STUDY QUESTIONS >>
- A) According to the funding proposal below, how much money is needed for the base functionality of the software for an "ultimate Wiktionary"?
- B) Reproduce the funding proposal below from "- Creating the" up to and including "EUR 5000, -.".

SELECTED EXTRACT >>
What would the funding of this project accomplish?
- Creating the software necessary to run a many to many Wiktionary
- Paying people to record the pronunciation of the words and write down the meaning of the words.
- All words need to have either an equivalent in at least two other languages or a description in two other languages. One language would be English, Spanish, French, Russian or Chinese the second would a language known in the area of the language being worked on. The benefit would be that it would help integrate two local languages into wiktionary and connect them to one of the dominant languages.
How would the money be spent?
- The programmers that write for the Wikimedia foundation are either volunteers or they accept a less than market rate for the work that needs doing. For developing the software needed to get an "ultimate Wiktionary" we need for the base functionality EUR 5000, -.
- We would try to make use of the same people that the Open Office project uses, these are also volunteers but they need money to be able to spend their time. The wages these people get paid are reasonable.
- For many language we have fledgling Wikipedia projects, using the knowledge of the people in these projects we should be able to get into contact with people who could be interested to create content for our projects. The people contacted in this way would be paid local wages for the work that is done.
- As the Wikimedia organization is really open and has a flat organizational structure. Many would scrutinize all financial dealings. Many people will have ideas on how to achieve things at the lowest price.

EXTRACTED ENTRIES >>
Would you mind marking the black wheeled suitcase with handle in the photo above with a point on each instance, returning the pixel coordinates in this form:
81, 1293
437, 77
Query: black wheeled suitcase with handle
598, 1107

RESPONSES PER TASK >>
- A) EUR 5000.

- B)
- Creating the software necessary to run a many to many Wiktionary
- Paying people to record the pronunciation of the words and write down the meaning of the words.
- All words need to have either an equivalent in at least two other languages or a description in two other languages. One language would be English, Spanish, French, Russian or Chinese the second would a language known in the area of the language being worked on. The benefit would be that it would help integrate two local languages into wiktionary and connect them to one of the dominant languages.
How would the money be spent?
- The programmers that write for the Wikimedia foundation are either volunteers or they accept a less than market rate for the work that needs doing. For developing the software needed to get an "ultimate Wiktionary" we need for the base functionality EUR 5000, -.